Required action: In your copy of the entries below, keep every word exactly and leave out all images.

(Saved entries)
━━━━━━━━━━━━━━━━━━━━━━━━━━━━━━

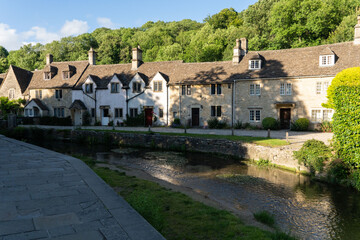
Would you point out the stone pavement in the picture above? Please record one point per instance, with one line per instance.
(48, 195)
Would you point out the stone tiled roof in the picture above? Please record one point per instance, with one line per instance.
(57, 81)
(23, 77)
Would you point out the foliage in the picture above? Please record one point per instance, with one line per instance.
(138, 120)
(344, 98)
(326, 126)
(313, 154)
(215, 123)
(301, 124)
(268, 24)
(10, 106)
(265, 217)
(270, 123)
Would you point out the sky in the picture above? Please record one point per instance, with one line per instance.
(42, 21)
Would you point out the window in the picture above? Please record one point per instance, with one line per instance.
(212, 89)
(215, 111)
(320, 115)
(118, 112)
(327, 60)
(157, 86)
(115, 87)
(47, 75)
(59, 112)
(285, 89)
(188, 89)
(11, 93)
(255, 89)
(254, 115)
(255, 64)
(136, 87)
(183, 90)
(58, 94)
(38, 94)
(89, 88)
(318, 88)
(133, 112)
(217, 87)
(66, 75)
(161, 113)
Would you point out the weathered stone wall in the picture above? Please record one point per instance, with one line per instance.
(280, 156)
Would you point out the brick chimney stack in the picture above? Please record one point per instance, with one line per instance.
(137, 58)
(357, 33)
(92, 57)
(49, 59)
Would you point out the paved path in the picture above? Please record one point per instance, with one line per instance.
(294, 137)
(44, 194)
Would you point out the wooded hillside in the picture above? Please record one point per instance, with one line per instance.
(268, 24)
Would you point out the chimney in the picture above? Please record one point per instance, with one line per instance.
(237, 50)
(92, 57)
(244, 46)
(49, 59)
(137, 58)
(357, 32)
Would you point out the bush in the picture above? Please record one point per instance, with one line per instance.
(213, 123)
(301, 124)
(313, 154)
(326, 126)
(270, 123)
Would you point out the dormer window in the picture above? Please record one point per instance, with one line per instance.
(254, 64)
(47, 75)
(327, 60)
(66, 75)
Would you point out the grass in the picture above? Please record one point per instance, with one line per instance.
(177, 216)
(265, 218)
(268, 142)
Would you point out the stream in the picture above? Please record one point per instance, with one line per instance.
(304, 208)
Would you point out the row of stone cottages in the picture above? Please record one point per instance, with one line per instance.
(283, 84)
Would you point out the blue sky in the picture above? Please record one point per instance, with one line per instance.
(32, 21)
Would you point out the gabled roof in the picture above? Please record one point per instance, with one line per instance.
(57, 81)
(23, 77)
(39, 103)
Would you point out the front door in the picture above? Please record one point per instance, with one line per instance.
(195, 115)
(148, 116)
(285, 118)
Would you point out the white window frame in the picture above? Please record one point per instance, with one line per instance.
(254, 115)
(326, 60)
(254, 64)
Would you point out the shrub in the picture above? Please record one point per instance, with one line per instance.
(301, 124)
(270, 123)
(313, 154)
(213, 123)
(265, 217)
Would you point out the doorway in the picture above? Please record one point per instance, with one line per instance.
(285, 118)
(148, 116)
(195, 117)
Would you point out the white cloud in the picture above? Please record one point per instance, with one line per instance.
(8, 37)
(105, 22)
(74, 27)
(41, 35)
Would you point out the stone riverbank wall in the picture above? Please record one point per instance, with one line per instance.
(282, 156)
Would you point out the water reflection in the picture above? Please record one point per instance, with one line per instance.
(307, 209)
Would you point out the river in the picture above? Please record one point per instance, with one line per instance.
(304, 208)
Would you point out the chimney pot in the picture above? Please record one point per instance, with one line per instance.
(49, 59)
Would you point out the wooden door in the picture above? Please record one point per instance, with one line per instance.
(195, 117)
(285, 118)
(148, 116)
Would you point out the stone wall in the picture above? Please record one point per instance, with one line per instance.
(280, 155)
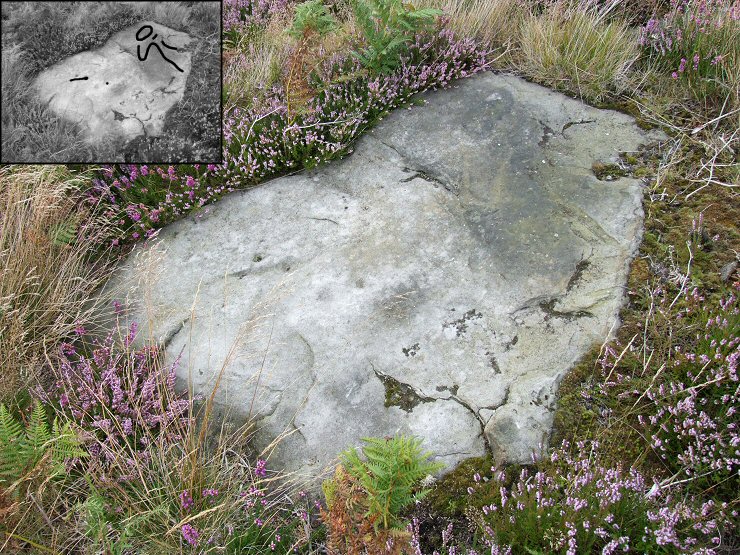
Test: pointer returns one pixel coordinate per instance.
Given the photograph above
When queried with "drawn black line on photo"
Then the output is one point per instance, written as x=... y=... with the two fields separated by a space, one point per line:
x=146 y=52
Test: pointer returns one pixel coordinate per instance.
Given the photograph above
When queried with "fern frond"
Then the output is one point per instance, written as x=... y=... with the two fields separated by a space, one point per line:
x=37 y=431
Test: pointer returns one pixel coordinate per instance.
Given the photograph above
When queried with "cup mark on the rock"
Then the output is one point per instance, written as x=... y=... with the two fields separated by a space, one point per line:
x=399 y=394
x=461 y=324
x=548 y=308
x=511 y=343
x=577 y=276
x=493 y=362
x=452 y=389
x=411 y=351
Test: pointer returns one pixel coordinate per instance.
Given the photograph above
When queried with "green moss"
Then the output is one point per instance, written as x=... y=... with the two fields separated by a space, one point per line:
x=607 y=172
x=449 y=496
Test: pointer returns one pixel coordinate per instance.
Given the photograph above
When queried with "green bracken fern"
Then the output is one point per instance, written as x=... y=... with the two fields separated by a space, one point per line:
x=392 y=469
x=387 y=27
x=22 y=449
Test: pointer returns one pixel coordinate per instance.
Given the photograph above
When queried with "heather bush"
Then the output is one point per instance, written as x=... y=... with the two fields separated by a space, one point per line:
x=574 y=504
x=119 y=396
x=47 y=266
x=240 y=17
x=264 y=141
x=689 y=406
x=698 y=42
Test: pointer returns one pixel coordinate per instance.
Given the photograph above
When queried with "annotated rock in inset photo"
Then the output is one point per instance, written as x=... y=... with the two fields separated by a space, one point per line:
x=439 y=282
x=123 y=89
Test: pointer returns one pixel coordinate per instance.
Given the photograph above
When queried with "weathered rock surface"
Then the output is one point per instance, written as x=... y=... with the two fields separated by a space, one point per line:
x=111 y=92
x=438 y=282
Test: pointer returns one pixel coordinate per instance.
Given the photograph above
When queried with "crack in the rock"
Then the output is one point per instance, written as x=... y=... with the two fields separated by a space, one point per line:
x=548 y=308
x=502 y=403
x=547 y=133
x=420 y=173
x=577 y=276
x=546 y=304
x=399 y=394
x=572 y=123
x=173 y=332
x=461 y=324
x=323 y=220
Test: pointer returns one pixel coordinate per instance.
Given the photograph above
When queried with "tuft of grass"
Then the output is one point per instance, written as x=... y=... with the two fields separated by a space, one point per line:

━━━━━━━━━━━━━━━━━━━━━━━━━━━━━━

Response area:
Would you point out the stone pavement in the picture above? Please record one point per instance, with one line per instance.
(48, 195)
Would you point out the stone tiled roof in the picture above? Please record one point per instance, with one line per instance.
(57, 81)
(23, 77)
Would you point out the foliage in the picture above? Please record one point per instance, with one line per instance.
(138, 120)
(344, 98)
(326, 126)
(313, 154)
(215, 123)
(301, 124)
(268, 24)
(10, 106)
(265, 217)
(270, 123)
Would you point out the sky in the picture above? Please record one point per instance, with one line per instance.
(42, 21)
Would you point out the window in the picture above? Please record one point per instance, with one line per instance.
(212, 89)
(215, 111)
(320, 115)
(118, 112)
(327, 60)
(157, 86)
(115, 87)
(47, 75)
(59, 112)
(285, 89)
(188, 89)
(11, 93)
(255, 89)
(254, 115)
(255, 64)
(136, 87)
(183, 90)
(58, 94)
(38, 94)
(89, 88)
(318, 88)
(133, 112)
(217, 87)
(66, 75)
(161, 113)
Would you point out the weathered stone wall in the picture above? Please record one point per instance, with one line per instance.
(280, 156)
Would you point out the brick chimney stack in the picture above? Please record one point per instance, with one line per instance.
(137, 58)
(357, 33)
(92, 57)
(49, 59)
Would you point out the paved path in the picture above? Please record one point per instance, with one line per instance.
(294, 137)
(44, 194)
Would you point out the wooded hillside in the picture above? Please record one point per instance, with one line per instance.
(268, 24)
Would you point out the chimney in the picture above? Please record one point per instance, with one line per instance.
(237, 50)
(92, 57)
(244, 46)
(49, 59)
(137, 58)
(357, 32)
Would you point out the bush in the picture above? Please record one point per instance, with one line per instance.
(213, 123)
(301, 124)
(313, 154)
(326, 126)
(270, 123)
Would you point out the dormer window in the picture above? Please record one point per instance, with one line per instance.
(254, 64)
(47, 75)
(327, 60)
(66, 75)
Would you point out the grass in the picture above? Please record one point per instance, with one line per instance.
(177, 216)
(265, 218)
(268, 142)
Would you point out the stream in the picture above? Please record one point per instance, with one line per instance.
(304, 208)
Would you point out the row of stone cottages in the picture above? Please record one point per instance, with one line per instance.
(283, 84)
Would you point out the blue sky in the picture above? Please record one point per instance, with one line per instance.
(32, 21)
Would you point out the gabled roof in the picture above? Please record one point per instance, with one line per instance.
(57, 81)
(23, 77)
(39, 103)
Would you point out the front door in the picture above? Please record one point per instance, with one line per instance.
(195, 115)
(148, 116)
(285, 118)
Would you point out the white window frame in the picture above? Please record one point per instance, with one line per instance.
(254, 115)
(326, 60)
(254, 64)
Would you point out the shrub in the picture above? Please record one point per instance, with one line per instance.
(301, 124)
(270, 123)
(313, 154)
(213, 123)
(265, 217)
Would you point out the doorway in the picture above? Please record one point per instance, with one line per instance.
(285, 118)
(148, 116)
(195, 117)
Would you point out the white cloud in the picture above? Please record one point per instance, with one line per instance.
(8, 37)
(105, 22)
(74, 27)
(41, 35)
Would you point out the stone riverbank wall in the picture above? Please record one point per instance, with one line per instance.
(282, 156)
Would you point out the water reflection in the picture above? Please record one point per instance, with one line per instance.
(307, 209)
Would you point out the river in the picture above? Please record one point per instance, with one line per instance.
(304, 208)
Would you point out the chimney pot in the picture above? Please record one point per instance, with one line per instance.
(49, 59)
Would you point out the wooden door in the picture above? Please record one point per instance, with one line per instance.
(195, 117)
(285, 118)
(148, 116)
Would you point out the stone wall in the picture above? Please record one point per instance, with one line per instance.
(280, 155)
Test: pointer returns one pixel coordinate per instance.
Given the photograph above
When queried with "drawn black line on photo"
Then the output is one point per instance, written as x=... y=... with the two fields separated by a space, one point per line:
x=146 y=52
Test: pointer returns one pixel coordinate per instance.
Given the photograph above
When queried with "fern frond"
Then the output is one point per instance, written as x=... y=... with the two fields separated by a space, one point per line:
x=37 y=431
Test: pointer returns one pixel coordinate per instance.
Given the photograph above
When queried with "cup mark on the rock"
Then the output is one point per instance, written as x=... y=... with the two fields separated by a space, one point per line:
x=399 y=394
x=461 y=324
x=548 y=308
x=511 y=343
x=577 y=276
x=493 y=362
x=452 y=389
x=411 y=351
Test: pointer returns one pixel coordinate per instance.
Given the photograph above
When queried with "green moss"
Then the output is one point per instance, written as x=... y=... with the two fields separated by a space, one point per line:
x=607 y=172
x=449 y=496
Test: pointer returns one pixel coordinate per instance.
Given the photograph above
When queried with "green bracken fern"
Then the output is one point per instance, written as x=... y=... with the two fields separated by a space, one point per line:
x=392 y=469
x=387 y=27
x=22 y=449
Test: pointer returns one pixel coordinate per instance.
Given the photograph above
When queried with "heather bush"
Then the output is one point per instance, written as x=... y=... with the two fields separated by a space, one point per line:
x=574 y=504
x=119 y=396
x=47 y=266
x=240 y=17
x=264 y=141
x=689 y=406
x=698 y=42
Test: pointer returns one pixel coordinate per instance.
Given the photograph above
When queried with "annotated rock in inset photo"
Then the output is one point per instance, written as x=... y=... with the two fields separated by a space, one point per line:
x=439 y=282
x=123 y=89
Test: pointer returns one pixel coordinate per instance.
Given the photograph above
When queried with "weathered rock surface"
Then the output is one point per instance, written as x=... y=... with the two fields separated by a space, one point per line:
x=111 y=92
x=438 y=282
Test: pointer returns one pixel coordinate per instance.
Given the photograph above
When queried with "crack in the rock"
Then the output is one point per instance, written as x=... y=... with the two fields separated by a space, one point per line:
x=548 y=308
x=502 y=403
x=547 y=133
x=420 y=173
x=577 y=276
x=546 y=304
x=399 y=394
x=572 y=123
x=173 y=332
x=461 y=324
x=323 y=220
Test: pointer returns one pixel coordinate per instance.
Given the photograph above
When queried with "tuft of grass"
Then the output is one point per instance, written as x=... y=... with the two fields separated by a space, one point per line:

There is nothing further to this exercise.